▸ **Provided text**:
******************************

= Marie Elisabeth Wrede =

Austrian painter

Marie Elisabeth Wrede (born 1898 in Salzburghofen, died 1981 in Boulogne) was an Austrian painter, best known for her portraits.

Wrede studied with Fernand Léger in Paris. She associated with Paul Valéry, Robert and Sonia Delaunay and also Pablo Picasso, whom she drew.

She was married to Paul Arnold Hallgarten (born 7 December 1902 in Frankfurt am Main, died 1930 in Salzburg), the son of Fritz Hallgarten and Yella Bonn, a cousin of Moritz Julius Bonn, who in turn was a cousin of the art historian Aby Warburg.

== Works in museums and collections ==
- The Musée national d'art modern in Paris (Centre Pompidou) houses several of her works.
- Wrede used drypoint etching to capture a portrait of her friend Paul Valéry, now in the collection of the Museum Europäische Kunst in Nörvenich.

******************************

Saved entries:

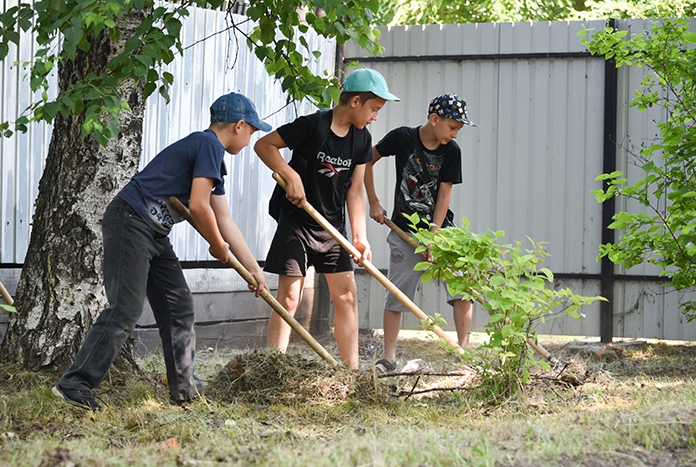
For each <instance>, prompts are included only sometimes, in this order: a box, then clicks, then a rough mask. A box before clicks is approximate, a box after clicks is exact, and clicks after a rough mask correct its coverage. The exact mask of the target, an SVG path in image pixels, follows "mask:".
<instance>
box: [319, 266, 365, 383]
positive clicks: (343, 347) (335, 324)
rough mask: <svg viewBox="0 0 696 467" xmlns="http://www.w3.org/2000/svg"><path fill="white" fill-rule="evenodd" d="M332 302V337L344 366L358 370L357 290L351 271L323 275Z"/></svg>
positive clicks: (357, 329)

******************************

▸ **Instructions**:
(a) In the Wrede biography, who was Marie Elisabeth Wrede's teacher in Paris?
(b) List every person the Wrede biography names as someone Marie Elisabeth Wrede associated with.

▸ **Response list**:
(a) Fernand Léger

(b) Paul Valéry, Robert Delaunay, Sonia Delaunay, Pablo Picasso